* [Aufgabe 1]
Schreib den Lesetext von „Die Herausforderung der“ bis einschließlich „Instrumenten mithalten können.“ neu. Setz dabei statt „Pedalen“ das Wort „Fußschaltern“ ein.
* [Aufgabe 2]
Stimmen diese Aussagen mit dem Lesetext überein? Antworte jeweils mit Ja oder Nein und zitiere die Worte, die das entscheiden.
(a) Für das Hörerlebnis spielt es eine Rolle, ob die Obertöne aus einem Lautsprecher kommen.
(b) Tasten und Wheels gelten als unvollkommene Ansätze.
(c) Man hat heute schon die Kontrolle über jeden Oberton.
* [Aufgabe 3]
Warum kann laut Lesetext im Bau elektronischer Instrumente nichts Neues mehr kommen? Erkläre es in ein bis drei Sätzen.

* [Lesetext]
# # # #
Ob die Obertöne von einem schwingenden System aus Holz, Bogen, Saiten etc. erzeugt werden oder aus einem Lautsprecher kommen, ist für das Hörerlebnis letztlich völlig egal. Aus diesem Grund vertrete ich schon seit geraumer Zeit die Meinung, dass im Bau elektronischer Instrumente nichts Neues mehr kommen kann. Wir haben heute bereits die Kontrolle über jeden Oberton - mehr geht aus physikalischen Gründen einfach nicht.
Das Problem ist allerdings, dass Schallereignisse "natürlichen" Ursprungs sehr komplex moduliert sind. Die Kunst besteht darin, digitale Klanggebilde mit einer vergleichbaren Komplexität zu erschaffen und die dann noch kontrollierbar zu halten. Wenn ich den Klang während des Spiels nicht ändern kann, habe ich kein Instrument vor mir.
Die Herausforderung der Zukunft liegt im Bau vernünftiger Mensch-Maschine-Interfaces. Da sind Tasten und Wheels ausgesprochen unvollkommene Ansätze (auch, wenn man wie etwa beim Prophecy viele Wheels hat). Ich denke, dass man mit Breath-Controller, Pedalen und Beam-Sensoren heute schon sehr lebendige Klänge schaffen kann, die von der Ausdruckskraft her mit natürlichen Instrumenten mithalten können.
# # # #
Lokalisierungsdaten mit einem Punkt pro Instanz

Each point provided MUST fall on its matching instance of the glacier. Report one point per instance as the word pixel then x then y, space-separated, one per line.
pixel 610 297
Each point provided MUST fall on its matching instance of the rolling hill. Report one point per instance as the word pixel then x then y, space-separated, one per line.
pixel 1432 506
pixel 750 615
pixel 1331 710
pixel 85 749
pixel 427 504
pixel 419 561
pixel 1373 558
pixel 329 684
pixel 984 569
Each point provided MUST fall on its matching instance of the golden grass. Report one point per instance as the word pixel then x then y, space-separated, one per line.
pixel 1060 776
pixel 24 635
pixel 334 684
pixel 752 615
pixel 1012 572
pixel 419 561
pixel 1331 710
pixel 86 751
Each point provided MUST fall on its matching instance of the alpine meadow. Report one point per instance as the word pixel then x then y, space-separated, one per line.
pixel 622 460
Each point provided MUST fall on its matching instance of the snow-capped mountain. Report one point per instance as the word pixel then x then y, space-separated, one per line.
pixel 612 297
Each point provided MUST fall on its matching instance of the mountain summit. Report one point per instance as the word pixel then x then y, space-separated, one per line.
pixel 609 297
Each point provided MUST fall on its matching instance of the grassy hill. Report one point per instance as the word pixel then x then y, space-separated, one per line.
# # # #
* [Lösung 1]
Die Herausforderung der Zukunft liegt im Bau vernünftiger Mensch-Maschine-Interfaces. Da sind Tasten und Wheels ausgesprochen unvollkommene Ansätze (auch, wenn man wie etwa beim Prophecy viele Wheels hat). Ich denke, dass man mit Breath-Controller, Fußschaltern und Beam-Sensoren heute schon sehr lebendige Klänge schaffen kann, die von der Ausdruckskraft her mit natürlichen Instrumenten mithalten können.

* [Lösung 2]
(a) Nein: „ist für das Hörerlebnis letztlich völlig egal“
(b) Ja: „Da sind Tasten und Wheels ausgesprochen unvollkommene Ansätze“
(c) Ja: „Wir haben heute bereits die Kontrolle über jeden Oberton“

* [Lösung 3]
Für das Hörerlebnis ist es egal, ob die Obertöne von einem schwingenden System aus Holz, Bogen und Saiten oder aus einem Lautsprecher kommen. Man hat heute schon die Kontrolle über jeden Oberton, und mehr geht aus physikalischen Gründen nicht.